● Aim of the exercise
Two lines mark the range in the entries below: the one holding "locate: lion cub" and the one holding "locate: rock |". Set down those two and all lines between them, exactly.

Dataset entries
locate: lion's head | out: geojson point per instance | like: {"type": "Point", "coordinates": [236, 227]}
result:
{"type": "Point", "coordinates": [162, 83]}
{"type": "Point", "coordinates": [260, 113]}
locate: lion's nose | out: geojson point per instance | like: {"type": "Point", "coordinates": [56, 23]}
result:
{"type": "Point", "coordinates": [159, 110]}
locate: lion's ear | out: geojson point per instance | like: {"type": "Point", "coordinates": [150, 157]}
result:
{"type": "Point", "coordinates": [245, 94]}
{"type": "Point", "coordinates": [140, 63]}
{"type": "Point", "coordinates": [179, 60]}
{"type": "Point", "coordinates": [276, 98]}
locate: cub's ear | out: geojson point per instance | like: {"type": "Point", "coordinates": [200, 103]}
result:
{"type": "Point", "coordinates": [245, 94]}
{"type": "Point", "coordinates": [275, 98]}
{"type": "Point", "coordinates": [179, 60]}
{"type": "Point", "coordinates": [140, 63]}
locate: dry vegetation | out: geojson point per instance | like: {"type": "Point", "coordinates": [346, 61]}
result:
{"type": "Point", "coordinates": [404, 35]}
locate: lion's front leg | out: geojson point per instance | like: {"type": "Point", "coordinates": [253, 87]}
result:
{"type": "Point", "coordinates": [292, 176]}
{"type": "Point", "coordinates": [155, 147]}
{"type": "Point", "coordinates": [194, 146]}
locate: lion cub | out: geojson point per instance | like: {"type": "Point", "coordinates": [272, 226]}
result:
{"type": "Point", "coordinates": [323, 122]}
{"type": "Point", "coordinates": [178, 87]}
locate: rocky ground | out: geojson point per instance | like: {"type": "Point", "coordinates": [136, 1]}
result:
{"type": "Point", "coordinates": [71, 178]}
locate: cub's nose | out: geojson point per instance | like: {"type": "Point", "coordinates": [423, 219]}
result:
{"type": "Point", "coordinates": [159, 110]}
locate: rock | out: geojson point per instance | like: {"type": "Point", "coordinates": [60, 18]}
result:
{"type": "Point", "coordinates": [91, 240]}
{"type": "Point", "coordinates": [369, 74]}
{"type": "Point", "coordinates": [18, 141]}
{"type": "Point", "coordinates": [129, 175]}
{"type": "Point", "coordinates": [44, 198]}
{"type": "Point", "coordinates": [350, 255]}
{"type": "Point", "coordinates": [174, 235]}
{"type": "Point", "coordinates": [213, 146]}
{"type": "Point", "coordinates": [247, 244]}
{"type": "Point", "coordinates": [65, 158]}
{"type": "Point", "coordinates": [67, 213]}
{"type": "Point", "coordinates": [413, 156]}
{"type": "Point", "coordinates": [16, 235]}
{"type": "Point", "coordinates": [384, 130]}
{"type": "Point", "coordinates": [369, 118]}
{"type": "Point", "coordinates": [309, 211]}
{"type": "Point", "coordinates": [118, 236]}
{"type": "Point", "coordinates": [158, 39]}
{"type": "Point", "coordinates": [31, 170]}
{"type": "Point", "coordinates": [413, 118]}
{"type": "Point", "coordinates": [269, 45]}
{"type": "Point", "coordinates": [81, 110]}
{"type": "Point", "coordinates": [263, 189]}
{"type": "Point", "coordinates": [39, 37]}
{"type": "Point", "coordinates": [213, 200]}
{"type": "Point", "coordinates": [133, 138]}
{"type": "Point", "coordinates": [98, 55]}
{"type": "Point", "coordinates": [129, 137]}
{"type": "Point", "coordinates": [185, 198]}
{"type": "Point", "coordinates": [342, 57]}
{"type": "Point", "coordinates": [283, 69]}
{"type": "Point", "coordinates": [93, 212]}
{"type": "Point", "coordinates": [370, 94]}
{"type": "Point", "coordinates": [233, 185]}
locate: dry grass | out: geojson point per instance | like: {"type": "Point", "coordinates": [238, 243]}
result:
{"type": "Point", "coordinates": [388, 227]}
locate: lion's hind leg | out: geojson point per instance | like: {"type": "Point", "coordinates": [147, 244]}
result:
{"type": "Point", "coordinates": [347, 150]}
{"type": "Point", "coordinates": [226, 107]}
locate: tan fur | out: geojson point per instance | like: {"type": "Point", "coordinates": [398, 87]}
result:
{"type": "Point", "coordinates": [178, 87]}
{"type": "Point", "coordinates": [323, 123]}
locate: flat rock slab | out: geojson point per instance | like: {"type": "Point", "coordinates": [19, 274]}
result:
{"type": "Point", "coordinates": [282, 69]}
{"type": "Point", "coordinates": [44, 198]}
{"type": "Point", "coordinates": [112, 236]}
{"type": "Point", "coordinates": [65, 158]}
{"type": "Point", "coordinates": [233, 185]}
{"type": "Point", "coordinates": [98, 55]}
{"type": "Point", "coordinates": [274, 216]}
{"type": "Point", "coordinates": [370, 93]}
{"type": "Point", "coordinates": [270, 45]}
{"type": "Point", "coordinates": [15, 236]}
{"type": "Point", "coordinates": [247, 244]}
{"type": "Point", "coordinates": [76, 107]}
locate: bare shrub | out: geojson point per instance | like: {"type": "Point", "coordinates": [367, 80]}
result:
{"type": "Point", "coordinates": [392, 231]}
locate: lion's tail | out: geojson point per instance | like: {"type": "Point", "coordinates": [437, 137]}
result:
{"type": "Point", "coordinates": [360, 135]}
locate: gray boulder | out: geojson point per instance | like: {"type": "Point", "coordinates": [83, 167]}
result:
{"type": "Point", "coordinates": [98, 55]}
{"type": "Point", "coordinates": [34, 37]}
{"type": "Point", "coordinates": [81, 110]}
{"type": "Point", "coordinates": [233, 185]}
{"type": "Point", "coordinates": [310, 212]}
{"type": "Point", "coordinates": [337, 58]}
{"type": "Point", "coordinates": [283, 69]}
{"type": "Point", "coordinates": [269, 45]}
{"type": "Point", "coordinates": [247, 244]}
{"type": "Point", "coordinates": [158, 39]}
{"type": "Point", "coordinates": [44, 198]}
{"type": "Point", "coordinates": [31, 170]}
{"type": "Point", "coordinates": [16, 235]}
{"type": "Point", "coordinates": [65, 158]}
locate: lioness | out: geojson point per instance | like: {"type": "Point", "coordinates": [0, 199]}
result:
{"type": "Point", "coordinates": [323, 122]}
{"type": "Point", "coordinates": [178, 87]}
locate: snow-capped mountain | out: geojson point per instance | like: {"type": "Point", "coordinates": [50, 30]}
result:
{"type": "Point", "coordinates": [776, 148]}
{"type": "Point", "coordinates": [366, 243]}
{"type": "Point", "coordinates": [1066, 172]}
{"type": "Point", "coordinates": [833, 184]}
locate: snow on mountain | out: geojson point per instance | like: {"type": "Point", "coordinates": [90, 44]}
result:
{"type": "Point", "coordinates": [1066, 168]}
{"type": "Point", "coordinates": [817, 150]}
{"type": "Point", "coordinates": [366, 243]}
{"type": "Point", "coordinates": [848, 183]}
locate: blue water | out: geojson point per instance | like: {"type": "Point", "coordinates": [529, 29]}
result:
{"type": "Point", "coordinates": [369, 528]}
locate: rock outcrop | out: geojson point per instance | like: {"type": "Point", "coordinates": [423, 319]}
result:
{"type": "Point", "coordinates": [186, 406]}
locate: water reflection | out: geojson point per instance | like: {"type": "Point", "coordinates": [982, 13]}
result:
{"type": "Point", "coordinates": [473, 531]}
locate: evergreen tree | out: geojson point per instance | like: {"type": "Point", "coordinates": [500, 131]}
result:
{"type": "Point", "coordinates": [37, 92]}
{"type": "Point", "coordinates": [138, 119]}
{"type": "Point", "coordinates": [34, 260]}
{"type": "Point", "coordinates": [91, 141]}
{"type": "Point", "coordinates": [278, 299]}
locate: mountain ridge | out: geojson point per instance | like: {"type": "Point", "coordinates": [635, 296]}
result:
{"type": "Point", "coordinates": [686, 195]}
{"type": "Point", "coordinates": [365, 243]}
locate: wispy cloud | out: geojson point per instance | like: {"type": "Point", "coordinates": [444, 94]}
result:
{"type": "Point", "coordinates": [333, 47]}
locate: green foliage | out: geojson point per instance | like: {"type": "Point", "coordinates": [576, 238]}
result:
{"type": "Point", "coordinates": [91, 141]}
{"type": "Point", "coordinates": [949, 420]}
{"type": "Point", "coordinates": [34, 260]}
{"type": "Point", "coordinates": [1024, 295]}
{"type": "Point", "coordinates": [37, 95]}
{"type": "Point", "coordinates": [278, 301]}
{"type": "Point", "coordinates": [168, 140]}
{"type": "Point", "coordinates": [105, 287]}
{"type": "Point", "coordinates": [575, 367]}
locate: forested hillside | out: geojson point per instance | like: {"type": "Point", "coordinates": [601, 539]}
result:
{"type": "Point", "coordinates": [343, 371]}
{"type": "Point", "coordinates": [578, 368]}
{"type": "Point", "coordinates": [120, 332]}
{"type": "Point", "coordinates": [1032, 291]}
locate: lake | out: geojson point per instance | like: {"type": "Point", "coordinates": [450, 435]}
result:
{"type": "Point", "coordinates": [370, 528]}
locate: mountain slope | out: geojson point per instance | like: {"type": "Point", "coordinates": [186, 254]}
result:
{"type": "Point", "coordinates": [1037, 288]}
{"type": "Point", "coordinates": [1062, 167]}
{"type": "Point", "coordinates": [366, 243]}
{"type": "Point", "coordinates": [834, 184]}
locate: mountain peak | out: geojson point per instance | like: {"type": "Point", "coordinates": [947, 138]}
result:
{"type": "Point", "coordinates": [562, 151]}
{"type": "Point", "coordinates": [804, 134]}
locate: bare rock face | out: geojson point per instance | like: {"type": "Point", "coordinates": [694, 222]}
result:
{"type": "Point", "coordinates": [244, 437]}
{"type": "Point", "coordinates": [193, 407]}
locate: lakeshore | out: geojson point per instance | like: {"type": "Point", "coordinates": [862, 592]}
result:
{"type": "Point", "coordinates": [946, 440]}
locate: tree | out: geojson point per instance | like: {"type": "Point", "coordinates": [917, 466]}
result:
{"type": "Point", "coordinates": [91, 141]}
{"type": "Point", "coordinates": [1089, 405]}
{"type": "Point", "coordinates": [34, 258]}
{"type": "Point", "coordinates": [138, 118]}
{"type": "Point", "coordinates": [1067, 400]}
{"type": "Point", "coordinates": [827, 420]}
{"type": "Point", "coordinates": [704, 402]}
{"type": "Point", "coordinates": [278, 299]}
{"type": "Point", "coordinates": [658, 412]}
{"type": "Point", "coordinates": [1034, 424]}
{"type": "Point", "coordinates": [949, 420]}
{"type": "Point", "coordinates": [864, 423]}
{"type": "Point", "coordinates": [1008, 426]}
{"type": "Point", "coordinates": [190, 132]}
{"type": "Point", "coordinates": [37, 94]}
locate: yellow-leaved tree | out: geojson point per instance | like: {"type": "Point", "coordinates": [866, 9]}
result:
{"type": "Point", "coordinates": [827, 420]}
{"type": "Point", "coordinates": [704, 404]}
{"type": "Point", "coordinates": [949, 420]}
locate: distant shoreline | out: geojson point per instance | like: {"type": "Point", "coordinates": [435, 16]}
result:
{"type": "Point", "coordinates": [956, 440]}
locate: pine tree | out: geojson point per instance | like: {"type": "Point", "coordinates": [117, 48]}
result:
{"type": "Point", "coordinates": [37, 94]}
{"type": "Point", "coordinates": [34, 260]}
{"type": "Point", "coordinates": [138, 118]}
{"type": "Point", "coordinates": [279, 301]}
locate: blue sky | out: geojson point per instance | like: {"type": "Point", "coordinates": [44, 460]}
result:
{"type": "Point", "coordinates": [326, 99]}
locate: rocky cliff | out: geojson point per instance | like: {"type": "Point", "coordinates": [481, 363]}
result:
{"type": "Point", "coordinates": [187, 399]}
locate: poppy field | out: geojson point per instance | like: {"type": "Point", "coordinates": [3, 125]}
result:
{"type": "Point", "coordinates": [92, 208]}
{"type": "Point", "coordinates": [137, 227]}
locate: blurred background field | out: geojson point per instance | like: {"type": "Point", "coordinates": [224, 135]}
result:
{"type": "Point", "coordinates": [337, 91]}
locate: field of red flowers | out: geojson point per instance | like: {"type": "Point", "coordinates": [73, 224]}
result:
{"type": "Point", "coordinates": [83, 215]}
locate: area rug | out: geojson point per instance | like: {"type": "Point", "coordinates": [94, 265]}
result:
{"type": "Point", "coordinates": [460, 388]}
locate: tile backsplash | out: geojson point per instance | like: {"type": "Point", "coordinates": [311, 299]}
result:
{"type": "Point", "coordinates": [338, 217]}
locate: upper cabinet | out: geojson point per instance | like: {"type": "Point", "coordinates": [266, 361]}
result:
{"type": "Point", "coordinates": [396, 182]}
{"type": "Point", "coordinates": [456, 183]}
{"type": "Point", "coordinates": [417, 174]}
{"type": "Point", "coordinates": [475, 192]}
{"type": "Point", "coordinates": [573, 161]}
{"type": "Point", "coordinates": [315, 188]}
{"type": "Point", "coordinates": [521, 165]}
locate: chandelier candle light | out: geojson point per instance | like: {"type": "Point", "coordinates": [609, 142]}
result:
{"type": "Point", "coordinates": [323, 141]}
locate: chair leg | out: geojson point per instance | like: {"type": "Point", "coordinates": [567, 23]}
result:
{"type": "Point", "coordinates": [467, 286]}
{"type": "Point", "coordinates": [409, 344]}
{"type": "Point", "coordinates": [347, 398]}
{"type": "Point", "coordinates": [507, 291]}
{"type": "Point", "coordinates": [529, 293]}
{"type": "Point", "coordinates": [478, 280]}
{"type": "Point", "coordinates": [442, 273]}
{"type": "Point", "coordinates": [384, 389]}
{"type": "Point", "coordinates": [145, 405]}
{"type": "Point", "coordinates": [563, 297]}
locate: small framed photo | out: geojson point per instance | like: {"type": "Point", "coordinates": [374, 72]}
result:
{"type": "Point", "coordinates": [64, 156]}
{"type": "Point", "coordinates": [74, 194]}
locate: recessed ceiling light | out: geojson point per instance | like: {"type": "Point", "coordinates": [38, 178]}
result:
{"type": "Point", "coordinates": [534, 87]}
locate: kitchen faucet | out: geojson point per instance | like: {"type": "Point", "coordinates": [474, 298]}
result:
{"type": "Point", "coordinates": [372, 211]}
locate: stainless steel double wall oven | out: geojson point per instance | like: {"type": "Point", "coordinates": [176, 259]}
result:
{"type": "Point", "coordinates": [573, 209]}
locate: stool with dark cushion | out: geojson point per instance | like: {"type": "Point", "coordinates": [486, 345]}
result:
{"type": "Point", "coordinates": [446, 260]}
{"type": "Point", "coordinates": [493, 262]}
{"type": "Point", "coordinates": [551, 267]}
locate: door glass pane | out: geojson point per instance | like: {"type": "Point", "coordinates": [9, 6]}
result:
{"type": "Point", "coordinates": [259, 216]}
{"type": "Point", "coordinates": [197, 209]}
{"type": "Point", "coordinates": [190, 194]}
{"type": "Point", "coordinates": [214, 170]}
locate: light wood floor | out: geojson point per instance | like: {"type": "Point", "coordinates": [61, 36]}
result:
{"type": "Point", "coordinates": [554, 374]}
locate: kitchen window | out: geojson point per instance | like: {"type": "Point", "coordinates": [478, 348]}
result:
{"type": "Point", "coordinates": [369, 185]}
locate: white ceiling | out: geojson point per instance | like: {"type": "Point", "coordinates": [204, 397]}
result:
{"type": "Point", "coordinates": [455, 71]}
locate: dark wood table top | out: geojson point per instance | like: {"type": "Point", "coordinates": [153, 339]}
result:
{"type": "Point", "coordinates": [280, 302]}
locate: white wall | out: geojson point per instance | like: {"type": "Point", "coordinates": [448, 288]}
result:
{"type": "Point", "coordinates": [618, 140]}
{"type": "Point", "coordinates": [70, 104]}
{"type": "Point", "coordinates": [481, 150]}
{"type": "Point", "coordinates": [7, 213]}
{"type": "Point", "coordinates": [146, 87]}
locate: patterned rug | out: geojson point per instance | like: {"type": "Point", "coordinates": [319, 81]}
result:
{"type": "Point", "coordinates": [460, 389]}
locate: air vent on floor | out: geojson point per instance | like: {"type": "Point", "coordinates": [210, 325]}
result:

● Reply to the task
locate: lion cub | out: geojson point per instance | like: {"type": "Point", "coordinates": [272, 226]}
result:
{"type": "Point", "coordinates": [323, 122]}
{"type": "Point", "coordinates": [178, 87]}
locate: rocky ground | out: geojson point per instance | like: {"type": "Point", "coordinates": [136, 1]}
result:
{"type": "Point", "coordinates": [71, 178]}
locate: cub's nose | out: geojson point per instance | like: {"type": "Point", "coordinates": [423, 219]}
result:
{"type": "Point", "coordinates": [159, 110]}
locate: rock | out: geojson point per instance | like: {"type": "Point", "coordinates": [60, 18]}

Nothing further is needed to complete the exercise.